**Exercise prompt:** The lines to copy from the listing below are those that contain the string "shepherd".
╭─ Provided information
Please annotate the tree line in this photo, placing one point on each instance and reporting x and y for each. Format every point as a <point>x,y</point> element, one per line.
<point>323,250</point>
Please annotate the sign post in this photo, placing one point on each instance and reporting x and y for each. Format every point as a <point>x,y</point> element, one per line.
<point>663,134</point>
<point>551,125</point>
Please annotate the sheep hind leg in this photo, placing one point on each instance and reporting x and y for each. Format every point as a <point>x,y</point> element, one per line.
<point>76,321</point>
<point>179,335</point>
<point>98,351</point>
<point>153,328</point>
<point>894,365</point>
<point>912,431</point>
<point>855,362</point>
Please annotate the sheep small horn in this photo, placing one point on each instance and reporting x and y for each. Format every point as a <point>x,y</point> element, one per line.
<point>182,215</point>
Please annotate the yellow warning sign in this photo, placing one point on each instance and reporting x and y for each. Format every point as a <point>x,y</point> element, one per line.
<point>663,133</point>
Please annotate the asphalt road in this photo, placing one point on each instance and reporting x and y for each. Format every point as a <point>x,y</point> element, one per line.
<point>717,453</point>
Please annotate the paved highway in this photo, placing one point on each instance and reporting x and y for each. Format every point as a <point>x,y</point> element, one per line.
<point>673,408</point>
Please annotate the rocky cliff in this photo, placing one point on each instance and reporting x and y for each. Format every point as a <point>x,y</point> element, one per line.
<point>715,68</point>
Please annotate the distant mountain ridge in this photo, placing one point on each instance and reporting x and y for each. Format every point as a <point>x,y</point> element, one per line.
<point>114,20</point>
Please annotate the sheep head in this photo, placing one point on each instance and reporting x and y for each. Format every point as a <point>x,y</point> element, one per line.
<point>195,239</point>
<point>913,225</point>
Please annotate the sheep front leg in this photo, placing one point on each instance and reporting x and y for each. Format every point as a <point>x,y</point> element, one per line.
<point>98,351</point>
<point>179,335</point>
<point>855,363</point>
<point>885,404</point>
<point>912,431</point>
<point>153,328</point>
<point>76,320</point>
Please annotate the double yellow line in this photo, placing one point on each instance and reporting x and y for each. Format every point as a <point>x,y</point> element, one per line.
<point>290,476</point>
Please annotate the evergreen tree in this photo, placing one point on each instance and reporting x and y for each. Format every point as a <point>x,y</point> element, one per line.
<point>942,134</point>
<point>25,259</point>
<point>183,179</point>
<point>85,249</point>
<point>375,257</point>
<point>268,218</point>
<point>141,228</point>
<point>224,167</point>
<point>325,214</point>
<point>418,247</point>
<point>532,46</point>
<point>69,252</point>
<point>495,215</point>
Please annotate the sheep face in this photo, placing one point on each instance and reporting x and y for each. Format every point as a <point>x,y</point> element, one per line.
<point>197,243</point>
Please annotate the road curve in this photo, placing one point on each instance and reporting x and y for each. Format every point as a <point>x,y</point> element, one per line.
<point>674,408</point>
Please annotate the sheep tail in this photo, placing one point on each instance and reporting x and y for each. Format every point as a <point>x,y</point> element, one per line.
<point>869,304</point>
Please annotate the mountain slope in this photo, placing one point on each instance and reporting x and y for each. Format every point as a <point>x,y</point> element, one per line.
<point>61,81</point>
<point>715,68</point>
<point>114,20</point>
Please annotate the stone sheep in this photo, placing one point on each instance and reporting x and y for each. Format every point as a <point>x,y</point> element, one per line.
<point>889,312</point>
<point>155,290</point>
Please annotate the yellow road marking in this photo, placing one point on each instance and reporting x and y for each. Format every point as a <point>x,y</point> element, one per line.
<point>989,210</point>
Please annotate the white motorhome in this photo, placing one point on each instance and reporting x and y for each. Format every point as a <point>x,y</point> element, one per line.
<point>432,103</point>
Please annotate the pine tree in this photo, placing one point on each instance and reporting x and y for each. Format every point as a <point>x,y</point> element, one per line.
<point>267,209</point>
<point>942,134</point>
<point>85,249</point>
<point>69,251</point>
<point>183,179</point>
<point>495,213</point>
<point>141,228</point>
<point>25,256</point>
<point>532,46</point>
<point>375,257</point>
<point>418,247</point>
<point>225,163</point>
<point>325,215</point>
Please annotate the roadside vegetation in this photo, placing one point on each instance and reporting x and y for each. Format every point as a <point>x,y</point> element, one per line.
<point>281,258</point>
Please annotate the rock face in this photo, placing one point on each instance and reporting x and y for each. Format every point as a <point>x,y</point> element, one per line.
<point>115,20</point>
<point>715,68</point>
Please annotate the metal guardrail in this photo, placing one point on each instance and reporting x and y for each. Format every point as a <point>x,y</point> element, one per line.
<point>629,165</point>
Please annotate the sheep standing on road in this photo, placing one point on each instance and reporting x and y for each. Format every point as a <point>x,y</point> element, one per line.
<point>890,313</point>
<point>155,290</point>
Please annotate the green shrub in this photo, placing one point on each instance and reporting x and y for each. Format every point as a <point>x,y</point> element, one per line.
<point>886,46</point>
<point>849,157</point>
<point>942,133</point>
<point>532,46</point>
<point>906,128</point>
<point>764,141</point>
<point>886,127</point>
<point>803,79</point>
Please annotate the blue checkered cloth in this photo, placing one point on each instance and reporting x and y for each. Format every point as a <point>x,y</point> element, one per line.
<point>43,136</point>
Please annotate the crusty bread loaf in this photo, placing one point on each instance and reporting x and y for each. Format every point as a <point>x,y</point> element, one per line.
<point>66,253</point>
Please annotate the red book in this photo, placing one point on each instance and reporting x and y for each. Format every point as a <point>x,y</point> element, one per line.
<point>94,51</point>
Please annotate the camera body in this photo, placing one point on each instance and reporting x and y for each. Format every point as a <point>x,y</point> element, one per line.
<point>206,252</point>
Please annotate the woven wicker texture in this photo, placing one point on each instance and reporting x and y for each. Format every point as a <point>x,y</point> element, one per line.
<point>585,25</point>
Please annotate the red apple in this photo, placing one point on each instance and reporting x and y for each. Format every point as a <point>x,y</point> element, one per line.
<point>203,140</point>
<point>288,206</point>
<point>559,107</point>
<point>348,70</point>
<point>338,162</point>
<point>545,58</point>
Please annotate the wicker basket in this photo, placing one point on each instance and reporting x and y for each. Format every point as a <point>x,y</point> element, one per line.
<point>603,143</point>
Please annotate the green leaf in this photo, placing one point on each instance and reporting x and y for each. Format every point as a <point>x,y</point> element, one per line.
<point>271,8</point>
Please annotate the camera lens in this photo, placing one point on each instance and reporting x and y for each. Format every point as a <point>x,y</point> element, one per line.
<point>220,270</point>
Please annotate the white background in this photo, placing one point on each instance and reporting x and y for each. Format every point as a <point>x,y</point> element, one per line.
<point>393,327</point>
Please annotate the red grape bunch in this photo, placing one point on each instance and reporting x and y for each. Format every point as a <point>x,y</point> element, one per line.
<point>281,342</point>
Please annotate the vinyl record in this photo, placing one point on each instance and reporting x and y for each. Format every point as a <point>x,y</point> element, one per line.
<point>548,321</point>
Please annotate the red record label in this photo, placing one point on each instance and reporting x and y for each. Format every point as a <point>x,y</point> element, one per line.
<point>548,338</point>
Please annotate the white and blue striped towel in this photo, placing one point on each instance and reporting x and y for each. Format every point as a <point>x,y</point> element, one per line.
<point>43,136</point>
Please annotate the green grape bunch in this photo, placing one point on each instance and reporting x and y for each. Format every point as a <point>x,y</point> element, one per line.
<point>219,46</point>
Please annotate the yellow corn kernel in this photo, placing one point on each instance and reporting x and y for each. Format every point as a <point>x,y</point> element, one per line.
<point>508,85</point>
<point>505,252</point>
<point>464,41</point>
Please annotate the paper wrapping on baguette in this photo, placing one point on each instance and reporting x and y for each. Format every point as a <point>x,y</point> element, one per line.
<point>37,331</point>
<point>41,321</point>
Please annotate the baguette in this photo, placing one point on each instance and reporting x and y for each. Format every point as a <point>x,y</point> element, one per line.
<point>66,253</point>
╰─
╭─ Provided information
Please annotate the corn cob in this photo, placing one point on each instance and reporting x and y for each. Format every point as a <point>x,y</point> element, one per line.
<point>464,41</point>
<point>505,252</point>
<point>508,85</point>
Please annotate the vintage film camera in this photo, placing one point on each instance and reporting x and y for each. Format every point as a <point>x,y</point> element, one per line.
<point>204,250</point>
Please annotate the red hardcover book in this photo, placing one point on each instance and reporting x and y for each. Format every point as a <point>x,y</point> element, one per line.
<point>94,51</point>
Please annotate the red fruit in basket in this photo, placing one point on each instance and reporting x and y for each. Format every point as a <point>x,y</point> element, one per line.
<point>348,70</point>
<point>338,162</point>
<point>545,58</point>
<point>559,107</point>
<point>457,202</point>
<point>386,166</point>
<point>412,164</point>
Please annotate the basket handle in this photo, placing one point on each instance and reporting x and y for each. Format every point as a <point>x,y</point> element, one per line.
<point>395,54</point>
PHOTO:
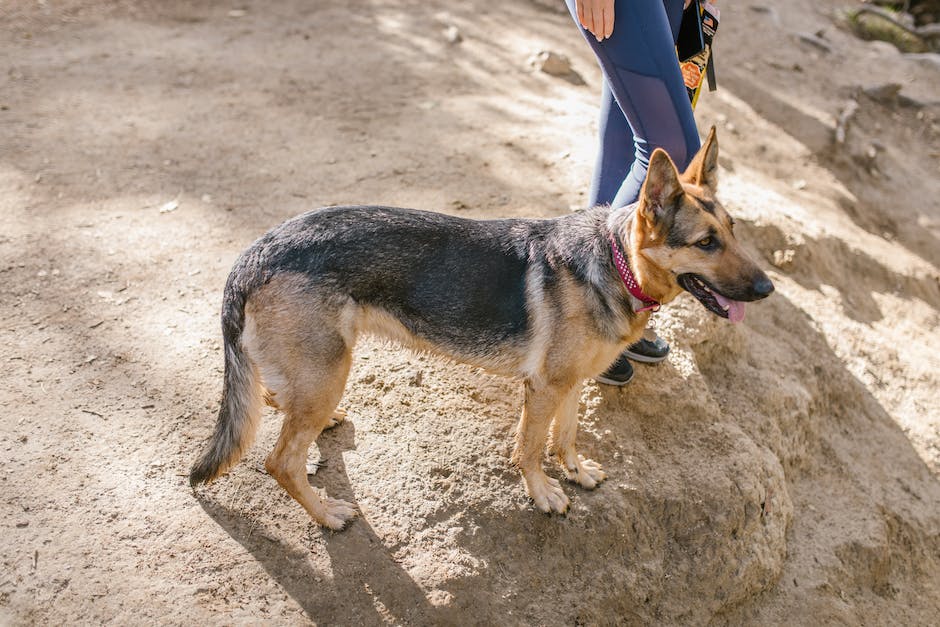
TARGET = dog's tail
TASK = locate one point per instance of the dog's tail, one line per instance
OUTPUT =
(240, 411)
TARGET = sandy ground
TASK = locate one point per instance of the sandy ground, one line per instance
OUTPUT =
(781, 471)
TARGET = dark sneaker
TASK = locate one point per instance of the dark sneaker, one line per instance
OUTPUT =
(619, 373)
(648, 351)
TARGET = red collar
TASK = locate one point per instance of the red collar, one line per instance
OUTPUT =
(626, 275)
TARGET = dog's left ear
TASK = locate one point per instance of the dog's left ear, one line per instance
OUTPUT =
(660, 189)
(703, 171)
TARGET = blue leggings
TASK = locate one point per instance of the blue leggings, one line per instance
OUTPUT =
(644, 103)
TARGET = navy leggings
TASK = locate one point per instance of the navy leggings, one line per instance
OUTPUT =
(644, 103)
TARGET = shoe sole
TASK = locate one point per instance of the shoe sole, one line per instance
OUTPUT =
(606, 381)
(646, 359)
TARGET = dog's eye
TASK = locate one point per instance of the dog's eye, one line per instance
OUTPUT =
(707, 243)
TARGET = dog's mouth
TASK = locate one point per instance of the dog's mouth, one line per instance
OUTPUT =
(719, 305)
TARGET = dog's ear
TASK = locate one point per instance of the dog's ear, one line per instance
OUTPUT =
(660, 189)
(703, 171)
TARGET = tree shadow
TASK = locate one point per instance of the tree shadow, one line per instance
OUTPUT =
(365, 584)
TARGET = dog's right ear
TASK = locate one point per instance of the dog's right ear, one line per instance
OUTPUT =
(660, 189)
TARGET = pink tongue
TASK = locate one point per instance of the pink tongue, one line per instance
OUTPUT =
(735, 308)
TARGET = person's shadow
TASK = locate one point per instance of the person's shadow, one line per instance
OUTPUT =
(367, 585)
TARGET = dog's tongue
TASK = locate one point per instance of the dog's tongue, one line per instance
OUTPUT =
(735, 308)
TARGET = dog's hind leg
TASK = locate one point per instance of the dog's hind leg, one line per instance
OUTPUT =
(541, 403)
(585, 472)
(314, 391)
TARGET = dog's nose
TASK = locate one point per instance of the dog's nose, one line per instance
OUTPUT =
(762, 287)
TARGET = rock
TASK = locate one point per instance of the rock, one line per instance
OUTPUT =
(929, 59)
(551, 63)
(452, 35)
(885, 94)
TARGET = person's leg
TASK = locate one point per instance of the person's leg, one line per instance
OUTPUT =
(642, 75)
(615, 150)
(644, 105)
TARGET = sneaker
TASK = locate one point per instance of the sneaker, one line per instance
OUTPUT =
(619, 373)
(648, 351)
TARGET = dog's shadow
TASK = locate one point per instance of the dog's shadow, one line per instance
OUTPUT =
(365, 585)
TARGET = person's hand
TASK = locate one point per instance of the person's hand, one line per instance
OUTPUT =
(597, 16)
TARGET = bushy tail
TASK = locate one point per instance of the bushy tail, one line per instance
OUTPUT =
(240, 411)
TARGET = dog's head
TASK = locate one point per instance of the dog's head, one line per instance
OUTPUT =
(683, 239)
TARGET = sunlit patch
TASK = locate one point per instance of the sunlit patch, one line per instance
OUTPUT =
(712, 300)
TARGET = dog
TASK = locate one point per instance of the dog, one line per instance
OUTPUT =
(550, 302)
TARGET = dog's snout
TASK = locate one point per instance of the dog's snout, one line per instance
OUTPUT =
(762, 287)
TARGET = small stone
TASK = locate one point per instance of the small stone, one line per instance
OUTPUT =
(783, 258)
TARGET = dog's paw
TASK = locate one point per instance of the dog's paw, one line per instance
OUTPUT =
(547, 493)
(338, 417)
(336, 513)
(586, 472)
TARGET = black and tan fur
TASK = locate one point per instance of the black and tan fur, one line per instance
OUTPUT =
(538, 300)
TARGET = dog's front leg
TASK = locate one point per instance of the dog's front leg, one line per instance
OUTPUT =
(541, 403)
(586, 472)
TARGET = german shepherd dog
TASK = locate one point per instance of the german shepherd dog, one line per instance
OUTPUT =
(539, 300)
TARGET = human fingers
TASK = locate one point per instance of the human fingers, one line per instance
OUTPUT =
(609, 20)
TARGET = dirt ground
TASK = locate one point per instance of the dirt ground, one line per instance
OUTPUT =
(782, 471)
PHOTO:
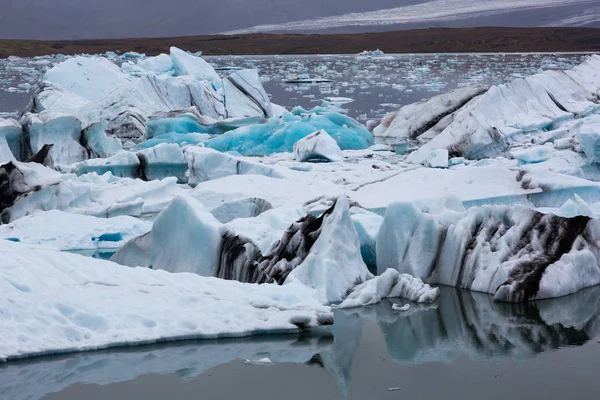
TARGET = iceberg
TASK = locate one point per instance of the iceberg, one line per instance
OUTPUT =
╰─
**Result of the exercise:**
TARGET = german shepherd dog
TASK = locate one point per instance of the german shepherd dog, one line per instance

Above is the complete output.